Task details –
Restate every line of the material that follows, word for word.

Input –

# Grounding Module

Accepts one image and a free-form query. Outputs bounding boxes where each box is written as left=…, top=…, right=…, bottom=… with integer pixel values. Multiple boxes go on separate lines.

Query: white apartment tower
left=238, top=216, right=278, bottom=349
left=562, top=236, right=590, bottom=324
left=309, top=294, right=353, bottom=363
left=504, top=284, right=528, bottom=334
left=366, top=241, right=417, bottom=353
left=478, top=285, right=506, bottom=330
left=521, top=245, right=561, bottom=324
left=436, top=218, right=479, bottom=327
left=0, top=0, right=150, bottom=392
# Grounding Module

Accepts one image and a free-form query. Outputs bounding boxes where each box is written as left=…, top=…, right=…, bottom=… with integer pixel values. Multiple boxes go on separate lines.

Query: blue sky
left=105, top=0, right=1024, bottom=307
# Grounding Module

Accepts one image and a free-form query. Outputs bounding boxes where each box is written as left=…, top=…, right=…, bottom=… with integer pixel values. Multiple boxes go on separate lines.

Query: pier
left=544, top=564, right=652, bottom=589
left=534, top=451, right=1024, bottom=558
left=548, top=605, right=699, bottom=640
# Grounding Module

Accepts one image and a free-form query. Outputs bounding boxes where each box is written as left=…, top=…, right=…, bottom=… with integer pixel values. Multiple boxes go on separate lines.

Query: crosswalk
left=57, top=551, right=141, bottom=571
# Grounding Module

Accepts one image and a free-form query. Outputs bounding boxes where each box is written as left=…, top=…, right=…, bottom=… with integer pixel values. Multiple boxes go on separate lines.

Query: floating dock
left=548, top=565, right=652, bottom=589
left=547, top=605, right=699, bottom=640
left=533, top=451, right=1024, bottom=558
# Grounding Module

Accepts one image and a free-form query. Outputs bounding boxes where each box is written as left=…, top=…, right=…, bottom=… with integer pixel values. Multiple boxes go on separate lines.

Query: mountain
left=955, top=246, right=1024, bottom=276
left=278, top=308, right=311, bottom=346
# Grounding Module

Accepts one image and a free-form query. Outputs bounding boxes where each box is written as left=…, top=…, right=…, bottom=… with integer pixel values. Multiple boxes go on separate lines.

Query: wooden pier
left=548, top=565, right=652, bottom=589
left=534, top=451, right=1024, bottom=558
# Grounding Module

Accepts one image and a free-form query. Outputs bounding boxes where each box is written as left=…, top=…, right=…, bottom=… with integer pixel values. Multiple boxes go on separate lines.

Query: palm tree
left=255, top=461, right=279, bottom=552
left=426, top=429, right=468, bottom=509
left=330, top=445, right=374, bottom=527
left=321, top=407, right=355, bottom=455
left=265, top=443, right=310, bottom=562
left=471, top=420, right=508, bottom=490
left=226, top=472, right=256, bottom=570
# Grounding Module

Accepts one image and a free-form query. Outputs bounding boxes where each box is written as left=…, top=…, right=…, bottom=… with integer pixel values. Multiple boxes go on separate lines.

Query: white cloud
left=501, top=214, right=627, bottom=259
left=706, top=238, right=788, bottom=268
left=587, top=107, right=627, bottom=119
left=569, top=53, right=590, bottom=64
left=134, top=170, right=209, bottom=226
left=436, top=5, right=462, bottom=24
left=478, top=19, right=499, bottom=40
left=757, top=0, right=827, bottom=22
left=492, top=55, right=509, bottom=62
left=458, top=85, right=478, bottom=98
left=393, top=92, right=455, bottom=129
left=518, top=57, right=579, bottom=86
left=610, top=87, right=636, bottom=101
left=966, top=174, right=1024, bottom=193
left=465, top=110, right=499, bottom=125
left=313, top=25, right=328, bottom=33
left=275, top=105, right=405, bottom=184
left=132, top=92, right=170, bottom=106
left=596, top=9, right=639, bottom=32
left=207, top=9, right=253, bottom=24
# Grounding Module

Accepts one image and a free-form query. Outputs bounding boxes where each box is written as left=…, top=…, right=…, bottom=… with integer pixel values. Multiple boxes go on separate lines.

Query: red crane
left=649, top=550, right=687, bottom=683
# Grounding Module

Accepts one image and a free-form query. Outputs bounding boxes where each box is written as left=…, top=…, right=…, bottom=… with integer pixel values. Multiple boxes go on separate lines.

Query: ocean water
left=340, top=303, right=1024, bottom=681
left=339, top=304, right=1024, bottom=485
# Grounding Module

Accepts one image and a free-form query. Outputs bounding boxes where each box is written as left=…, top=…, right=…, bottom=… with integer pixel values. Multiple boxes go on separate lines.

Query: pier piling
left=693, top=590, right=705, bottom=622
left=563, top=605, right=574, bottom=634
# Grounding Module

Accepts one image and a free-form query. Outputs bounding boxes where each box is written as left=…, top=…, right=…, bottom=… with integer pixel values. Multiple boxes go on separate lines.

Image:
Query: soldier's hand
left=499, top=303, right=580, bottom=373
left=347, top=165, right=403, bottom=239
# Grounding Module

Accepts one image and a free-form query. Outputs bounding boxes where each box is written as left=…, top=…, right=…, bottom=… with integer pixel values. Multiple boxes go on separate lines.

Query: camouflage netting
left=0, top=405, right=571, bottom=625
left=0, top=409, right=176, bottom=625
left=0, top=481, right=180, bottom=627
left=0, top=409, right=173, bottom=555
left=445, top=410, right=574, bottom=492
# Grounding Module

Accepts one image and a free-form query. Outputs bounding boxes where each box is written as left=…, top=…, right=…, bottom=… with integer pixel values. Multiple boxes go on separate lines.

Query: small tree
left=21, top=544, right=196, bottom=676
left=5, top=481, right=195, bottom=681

Solution –
# Grounding Module

Accepts one image and a free-form query. Outputs bounding boxes where each box is written as left=…, top=…, right=…, bottom=… with integer pixel values. Multiple boxes go on separate lines.

Query: white apartment tower
left=238, top=216, right=278, bottom=349
left=562, top=236, right=590, bottom=324
left=309, top=294, right=353, bottom=363
left=504, top=284, right=528, bottom=334
left=366, top=241, right=417, bottom=353
left=478, top=285, right=506, bottom=330
left=521, top=245, right=561, bottom=324
left=436, top=218, right=479, bottom=327
left=0, top=0, right=150, bottom=392
# Grounding Module

Accepts one image and a free-form query. Outputs bounding boxes where each box is written as left=…, top=…, right=…, bottom=… with integer pixel values. Multiple boxes go on separate lines.

Query: blue sky
left=105, top=0, right=1024, bottom=307
# Grounding Module

Accepts one image and a free-form query. Outputs bounding boxes where each box is written as left=…, top=…, right=…, bottom=… with integer pixel values. Multiple boxes go on separate lines.

Query: pier
left=544, top=564, right=652, bottom=589
left=534, top=451, right=1024, bottom=558
left=548, top=605, right=699, bottom=640
# Grounding Module

Accepts one image and a free-form query. Outputs bounding boxes where each box is written as left=…, top=…, right=…, bottom=… with integer pixel values. Multiple boxes go on separate lines.

Query: crosswalk
left=57, top=551, right=141, bottom=571
# Grounding Module

Accepts one image and a free-form query. Outputs bounding boxes where each box is written as left=…, top=…, right=…, bottom=… with integer pixel values. Multiple boxes go on separate lines.

Query: floating dock
left=548, top=565, right=652, bottom=589
left=547, top=605, right=699, bottom=640
left=533, top=451, right=1024, bottom=558
# Grounding Module

Accepts one image and a free-form query. Outputs bounding boxes where each box is written as left=…, top=…, right=…, bottom=… with integer pixel values. Multiple boxes go on separate lines.

Query: mountain
left=955, top=246, right=1024, bottom=276
left=278, top=308, right=311, bottom=346
# Grounding Module

Accepts one image and a free-form query. Outputs bounding boxes where each box is written as left=…, top=…, right=…, bottom=… with integer pixel values. Multiple boxes go on separate lines.

Query: wooden pier
left=548, top=565, right=652, bottom=589
left=534, top=451, right=1024, bottom=558
# Grounding Module

Accepts one image and a free-form query. Outputs bounding boxes where each box is written as left=…, top=…, right=…, bottom=… with integer pixel values. Multiple boxes go on separate lines.

Query: palm tree
left=255, top=461, right=279, bottom=552
left=426, top=429, right=468, bottom=509
left=330, top=445, right=374, bottom=527
left=321, top=407, right=355, bottom=455
left=265, top=443, right=310, bottom=562
left=471, top=420, right=508, bottom=490
left=226, top=472, right=256, bottom=570
# Grounding Module

Accepts one image and a free-form query. Outputs bounding boxes where each box is written as left=…, top=…, right=…, bottom=… with integer pixel values. Multiple boxes go on separate lines.

Query: white cloud
left=501, top=214, right=627, bottom=259
left=706, top=238, right=788, bottom=268
left=587, top=107, right=627, bottom=119
left=569, top=53, right=590, bottom=64
left=134, top=170, right=209, bottom=226
left=436, top=5, right=462, bottom=24
left=478, top=19, right=499, bottom=40
left=757, top=0, right=827, bottom=22
left=492, top=55, right=509, bottom=62
left=458, top=85, right=478, bottom=98
left=393, top=92, right=455, bottom=129
left=518, top=57, right=579, bottom=86
left=610, top=87, right=636, bottom=101
left=966, top=174, right=1024, bottom=193
left=465, top=110, right=499, bottom=125
left=313, top=25, right=328, bottom=33
left=275, top=105, right=405, bottom=184
left=132, top=92, right=170, bottom=106
left=596, top=9, right=639, bottom=32
left=207, top=9, right=253, bottom=24
# Grounding Module

Accepts one image and a free-form query. Outputs bounding boxes where each box is written as left=…, top=…, right=…, bottom=… with integer pixel values. Multiple boxes go on separate lines.

Query: red crane
left=649, top=550, right=687, bottom=683
# Grounding Module

Accepts one image and a free-form query. Outputs bounding boxes where each box is written as left=…, top=…, right=…, bottom=… with integer pixel values. Multiple boxes go on separate lines.

Query: ocean water
left=340, top=303, right=1024, bottom=681
left=339, top=304, right=1024, bottom=485
# Grounding Module

Accepts one image and a free-form query. Outputs bounding boxes where each box is written as left=…, top=…, right=…, bottom=… with integer pixel values. Multiple boxes go on separate lines.

Query: pier piling
left=693, top=590, right=705, bottom=622
left=563, top=605, right=574, bottom=634
# Grounding Module

Accepts one image and a free-form query. Outputs bounding boxes where each box is written as left=…, top=…, right=…, bottom=… with integer pixel values. Multiple boxes go on separate lines.

Image:
Query: soldier's hand
left=499, top=303, right=580, bottom=373
left=347, top=165, right=403, bottom=239
# Grounding Module

Accepts one image and a free-form query. Outputs bounding boxes where each box is written as left=…, top=…, right=…, bottom=… with integer pixel values. Multiple boxes go on separate lines.

Query: camouflage netting
left=0, top=405, right=571, bottom=625
left=0, top=409, right=176, bottom=625
left=0, top=481, right=180, bottom=627
left=0, top=409, right=173, bottom=555
left=445, top=410, right=574, bottom=492
# Grounding Module

Accepts one image and a free-form query. Outputs bounding boxes where each box is written as left=…, top=…, right=…, bottom=… with integer pixel values. Multiple boxes go on separate lines.

Query: small tree
left=21, top=544, right=196, bottom=676
left=5, top=481, right=195, bottom=681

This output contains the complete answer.